** WHAT YOU SHOULD DO **
Would you quote the material below in full and unchanged?

** START OF THE RECORDS **

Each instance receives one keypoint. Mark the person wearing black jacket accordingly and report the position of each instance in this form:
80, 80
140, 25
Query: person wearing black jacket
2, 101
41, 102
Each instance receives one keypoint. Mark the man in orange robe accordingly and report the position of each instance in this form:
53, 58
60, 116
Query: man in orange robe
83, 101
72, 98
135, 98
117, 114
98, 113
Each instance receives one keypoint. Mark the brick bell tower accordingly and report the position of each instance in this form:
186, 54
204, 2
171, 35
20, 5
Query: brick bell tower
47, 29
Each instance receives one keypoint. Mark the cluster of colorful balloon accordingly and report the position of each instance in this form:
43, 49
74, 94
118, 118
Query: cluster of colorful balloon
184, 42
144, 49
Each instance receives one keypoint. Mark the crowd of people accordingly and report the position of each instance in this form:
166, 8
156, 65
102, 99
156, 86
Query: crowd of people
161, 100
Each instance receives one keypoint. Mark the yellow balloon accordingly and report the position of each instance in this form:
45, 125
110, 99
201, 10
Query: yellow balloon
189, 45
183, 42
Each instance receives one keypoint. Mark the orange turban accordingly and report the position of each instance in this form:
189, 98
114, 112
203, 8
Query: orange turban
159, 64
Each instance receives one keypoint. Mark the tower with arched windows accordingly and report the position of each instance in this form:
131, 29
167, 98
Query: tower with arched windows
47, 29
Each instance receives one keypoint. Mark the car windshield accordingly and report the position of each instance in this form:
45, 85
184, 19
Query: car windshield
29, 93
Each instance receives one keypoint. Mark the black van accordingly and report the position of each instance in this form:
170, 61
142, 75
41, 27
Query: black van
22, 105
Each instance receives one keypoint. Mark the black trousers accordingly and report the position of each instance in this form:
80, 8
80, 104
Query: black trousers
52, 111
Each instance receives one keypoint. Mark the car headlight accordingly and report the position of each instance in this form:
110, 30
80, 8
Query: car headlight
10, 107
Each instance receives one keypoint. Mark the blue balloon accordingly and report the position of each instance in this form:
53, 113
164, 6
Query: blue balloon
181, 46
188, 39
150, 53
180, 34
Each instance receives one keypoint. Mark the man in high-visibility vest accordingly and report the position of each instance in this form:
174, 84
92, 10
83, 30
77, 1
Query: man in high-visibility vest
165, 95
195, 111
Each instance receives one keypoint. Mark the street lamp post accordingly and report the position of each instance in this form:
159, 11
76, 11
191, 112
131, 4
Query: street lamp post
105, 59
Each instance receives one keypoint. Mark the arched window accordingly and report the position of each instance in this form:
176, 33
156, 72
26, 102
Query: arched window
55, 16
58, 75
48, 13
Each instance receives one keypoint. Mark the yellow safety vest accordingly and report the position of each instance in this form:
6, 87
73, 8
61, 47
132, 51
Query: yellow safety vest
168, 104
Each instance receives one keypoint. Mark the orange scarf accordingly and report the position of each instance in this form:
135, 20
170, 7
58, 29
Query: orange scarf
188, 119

** END OF THE RECORDS **

** SOLUTION **
Each instance receives one keypoint. Mark the person wearing black jacket accordingly and report the position of each instance in this form:
80, 80
140, 25
Query: person wearing black jacket
2, 101
41, 102
Each instance receives one keypoint. Mark the man in orange robe accordingly and report the position of each instance in this form:
53, 58
60, 116
Query: man in orange robe
83, 101
72, 98
135, 98
117, 114
98, 113
Each instance receives one keypoint. Mark the brick bell tower accordingly and report the position of each instance in this form:
186, 54
204, 2
171, 35
20, 5
Query: brick bell tower
47, 29
Each instance receives one keypoint. Mark the cluster of colorful balloon accordingly and report the position of each instance in this form:
43, 49
74, 94
118, 118
Query: cluster of colorful balloon
184, 42
144, 49
Each instance receives one keypoint. Mark the crowd of people accordingly and report the position of each instance in this form:
166, 8
156, 65
102, 99
156, 86
Query: crowd of people
161, 100
Each instance receives one keypoint. Mark the yellow balloon accordingly and report the position of each instance in this form:
45, 125
110, 99
201, 10
Query: yellow balloon
189, 45
183, 42
Each instance receives one keypoint. Mark the orange turban accordingly and report the position of each instance in this form:
189, 98
114, 112
203, 8
Query: orange turban
159, 64
Each instance receives one keypoint. Mark the tower with arched windows accordingly and report the position of each instance in this form:
131, 29
167, 98
Query: tower with arched windows
47, 29
Each instance receives one keypoint. Mark the car windshield accordingly and report the position of each instance in this form:
45, 85
184, 19
Query: car windshield
29, 93
Each instance receives one keypoint. Mark the black van accordingly and report the position of each instance in this form:
170, 61
142, 75
41, 27
Query: black van
22, 105
Each instance receives one keypoint. Mark the black trousers accordingly and report the position of each instance in this form:
80, 8
80, 104
Query: black trousers
52, 111
Each instance receives one keypoint. Mark the car headlight accordingly and report the position of each instance in this form:
110, 30
80, 8
Query: car headlight
10, 107
Each instance receives one keypoint. Mark the blue balloon accordingly and report the position of each instance in this form:
53, 113
164, 6
Query: blue balloon
181, 46
188, 39
150, 53
180, 34
Each instance receives one keypoint. Mark the man in high-visibility vest accordingly and report the position of each instance in this form:
174, 84
92, 10
83, 30
77, 1
Query: man in high-visibility vest
165, 95
195, 111
Each instance receives one keypoint. Mark the street lamp post accordingly and report the position of each instance in this form:
159, 11
76, 11
191, 112
131, 4
Query: street lamp post
105, 59
Each instance receives one keypoint. Mark the arched window accordingly and report the position of each instance in this form:
176, 33
156, 72
26, 102
Query: arched window
55, 16
58, 75
48, 13
Each instance receives one keypoint. Mark the yellow safety vest accordingly and report the position of each instance in this form:
6, 87
73, 8
61, 47
132, 51
Query: yellow safety vest
168, 104
Each instance receives one keypoint. Mark the orange scarf accordingly and report the position of each instance in this form:
135, 20
170, 7
58, 29
Query: orange scarf
188, 119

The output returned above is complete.